» Objective a: What frame rate does the video basics guide give for a cinematic look?

# Start of Document text

Understanding Video:

A Foundation for Photographers 

You don’t need to become a filmmaker to use video.

This page is a simple guide to help you remember what we covered at the 2026 FotoClave Conference and refresh you on the basics you need to start creating your own videos.

Video Poster Image

Example video from the event

This is the kind of video you can create. Simple clips captured over time and edited together to tell the story of an event.

Add motion to your photography

Photography captures moments. Video captures time.

When you combine the two, you can tell deeper stories.

Frame Rate (fps)

Frame rate is how many images are recorded each second.

24 fps — cinematic look
30 fps — natural, everyday motion
60+ fps — used for slow motion

Capture vs Playback

Slow motion works like this:

Capture at 60 fps → playback at 30 fps = 2x slow motion
Capture at 120 fps → playback at 30 fps = 4x slow motion

 

180° Rule

Shutter speed controls how motion looks.

# End of Document text

» Objective b: Please count the lines of the records that contain the string "rubber", treating case as significant, and give only the number.

# Start of Supplied data

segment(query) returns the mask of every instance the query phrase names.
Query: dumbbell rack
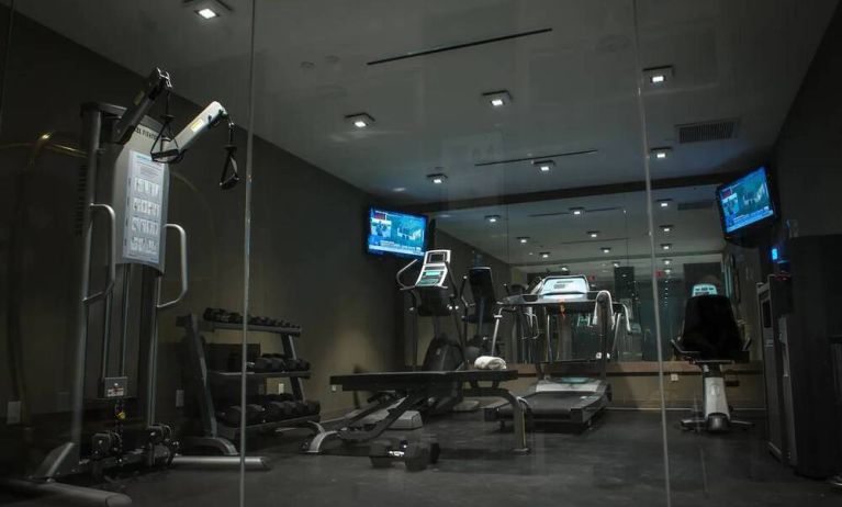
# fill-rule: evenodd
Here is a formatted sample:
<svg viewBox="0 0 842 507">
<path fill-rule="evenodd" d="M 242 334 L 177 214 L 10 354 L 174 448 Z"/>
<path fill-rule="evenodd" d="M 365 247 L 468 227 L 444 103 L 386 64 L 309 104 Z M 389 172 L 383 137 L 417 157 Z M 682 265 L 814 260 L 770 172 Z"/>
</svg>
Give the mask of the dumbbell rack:
<svg viewBox="0 0 842 507">
<path fill-rule="evenodd" d="M 209 370 L 201 333 L 214 333 L 221 329 L 242 330 L 243 324 L 203 320 L 194 314 L 178 317 L 176 323 L 187 331 L 187 336 L 183 340 L 186 346 L 184 359 L 187 363 L 184 364 L 184 376 L 191 385 L 187 385 L 186 387 L 188 387 L 188 391 L 192 392 L 197 398 L 199 417 L 202 424 L 201 437 L 184 437 L 181 439 L 181 442 L 189 448 L 211 448 L 222 452 L 223 455 L 238 455 L 238 452 L 232 442 L 238 439 L 240 428 L 232 427 L 216 420 L 216 410 L 214 408 L 213 396 L 211 393 L 211 381 L 239 382 L 243 374 L 238 371 Z M 258 326 L 249 324 L 248 330 L 278 335 L 281 338 L 284 354 L 289 358 L 297 359 L 293 338 L 301 336 L 301 328 Z M 310 371 L 246 372 L 246 376 L 247 379 L 255 380 L 290 379 L 292 395 L 296 401 L 303 402 L 305 397 L 302 379 L 310 379 Z M 296 427 L 307 427 L 316 432 L 324 431 L 318 421 L 319 415 L 313 414 L 278 421 L 249 425 L 246 426 L 246 431 L 268 433 L 281 428 Z"/>
</svg>

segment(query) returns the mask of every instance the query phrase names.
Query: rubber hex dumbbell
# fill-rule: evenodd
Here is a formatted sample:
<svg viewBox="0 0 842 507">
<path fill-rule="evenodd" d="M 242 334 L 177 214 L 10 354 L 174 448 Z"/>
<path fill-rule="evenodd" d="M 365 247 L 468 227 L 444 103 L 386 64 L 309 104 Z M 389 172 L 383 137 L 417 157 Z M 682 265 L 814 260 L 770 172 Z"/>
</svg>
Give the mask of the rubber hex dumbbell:
<svg viewBox="0 0 842 507">
<path fill-rule="evenodd" d="M 394 461 L 403 461 L 408 472 L 418 472 L 430 463 L 430 446 L 401 439 L 375 440 L 369 447 L 369 459 L 375 469 L 386 469 Z"/>
<path fill-rule="evenodd" d="M 255 359 L 254 370 L 256 373 L 268 373 L 274 370 L 276 363 L 271 358 L 257 358 Z"/>
<path fill-rule="evenodd" d="M 263 404 L 267 419 L 278 421 L 295 417 L 295 404 L 293 402 L 267 402 Z"/>
<path fill-rule="evenodd" d="M 287 361 L 283 360 L 283 358 L 279 358 L 278 354 L 265 353 L 262 356 L 262 359 L 266 359 L 267 361 L 269 361 L 269 368 L 271 369 L 270 371 L 287 371 L 288 370 Z"/>
<path fill-rule="evenodd" d="M 307 406 L 308 416 L 317 416 L 322 412 L 322 404 L 316 401 L 307 399 L 304 404 Z"/>
<path fill-rule="evenodd" d="M 225 315 L 225 311 L 222 308 L 204 308 L 202 317 L 210 322 L 221 322 L 221 317 Z"/>
</svg>

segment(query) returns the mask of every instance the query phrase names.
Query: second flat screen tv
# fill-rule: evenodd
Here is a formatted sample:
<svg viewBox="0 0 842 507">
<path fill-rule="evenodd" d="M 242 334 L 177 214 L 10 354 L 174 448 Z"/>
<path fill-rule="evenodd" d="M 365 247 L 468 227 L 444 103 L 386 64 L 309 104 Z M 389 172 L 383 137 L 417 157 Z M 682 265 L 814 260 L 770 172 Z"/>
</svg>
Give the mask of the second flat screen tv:
<svg viewBox="0 0 842 507">
<path fill-rule="evenodd" d="M 424 257 L 427 217 L 375 207 L 369 209 L 368 240 L 370 254 Z"/>
<path fill-rule="evenodd" d="M 717 189 L 717 203 L 727 236 L 775 216 L 766 168 L 757 168 Z"/>
</svg>

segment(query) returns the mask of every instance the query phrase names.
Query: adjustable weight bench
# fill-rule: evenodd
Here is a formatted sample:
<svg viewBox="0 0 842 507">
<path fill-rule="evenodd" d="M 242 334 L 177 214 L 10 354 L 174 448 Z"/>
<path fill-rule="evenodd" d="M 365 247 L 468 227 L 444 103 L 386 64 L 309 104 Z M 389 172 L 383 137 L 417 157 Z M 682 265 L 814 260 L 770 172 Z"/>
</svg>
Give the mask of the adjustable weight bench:
<svg viewBox="0 0 842 507">
<path fill-rule="evenodd" d="M 343 391 L 391 391 L 403 399 L 389 408 L 389 415 L 369 429 L 355 429 L 355 422 L 366 416 L 381 410 L 394 403 L 394 398 L 381 396 L 371 406 L 357 412 L 347 418 L 338 430 L 323 431 L 316 435 L 305 447 L 311 454 L 323 452 L 326 442 L 341 440 L 346 443 L 363 443 L 371 441 L 389 429 L 402 414 L 411 410 L 430 397 L 465 395 L 474 397 L 502 397 L 512 405 L 514 414 L 513 452 L 525 454 L 529 452 L 526 443 L 526 426 L 524 408 L 520 401 L 508 390 L 501 387 L 501 382 L 517 379 L 517 370 L 463 370 L 463 371 L 416 371 L 416 372 L 383 372 L 356 373 L 335 375 L 330 378 L 332 385 L 340 385 Z M 468 387 L 463 387 L 464 384 Z M 491 383 L 481 385 L 480 383 Z"/>
</svg>

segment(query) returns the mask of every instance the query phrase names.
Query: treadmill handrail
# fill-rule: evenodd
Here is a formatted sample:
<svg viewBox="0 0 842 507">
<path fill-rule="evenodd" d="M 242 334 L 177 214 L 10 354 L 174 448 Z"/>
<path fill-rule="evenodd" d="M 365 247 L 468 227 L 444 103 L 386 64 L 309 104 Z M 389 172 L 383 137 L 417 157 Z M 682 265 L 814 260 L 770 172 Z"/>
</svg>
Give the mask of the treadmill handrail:
<svg viewBox="0 0 842 507">
<path fill-rule="evenodd" d="M 406 264 L 406 266 L 404 266 L 403 268 L 401 268 L 401 269 L 397 271 L 397 273 L 395 274 L 395 281 L 397 281 L 397 286 L 400 286 L 402 290 L 406 291 L 406 290 L 409 290 L 409 289 L 414 289 L 412 285 L 407 285 L 407 284 L 405 284 L 405 283 L 404 283 L 404 282 L 401 280 L 401 277 L 403 277 L 403 274 L 404 274 L 404 273 L 405 273 L 405 272 L 406 272 L 406 271 L 407 271 L 409 268 L 412 268 L 413 266 L 415 266 L 417 262 L 418 262 L 418 259 L 413 259 L 413 260 L 412 260 L 412 262 L 409 262 L 408 264 Z"/>
</svg>

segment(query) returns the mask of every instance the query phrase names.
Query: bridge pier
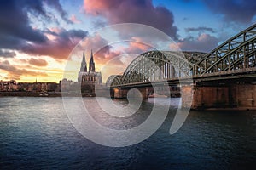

# End of Supplied data

» Complete answer a: 24 fps

» Complete answer b: 2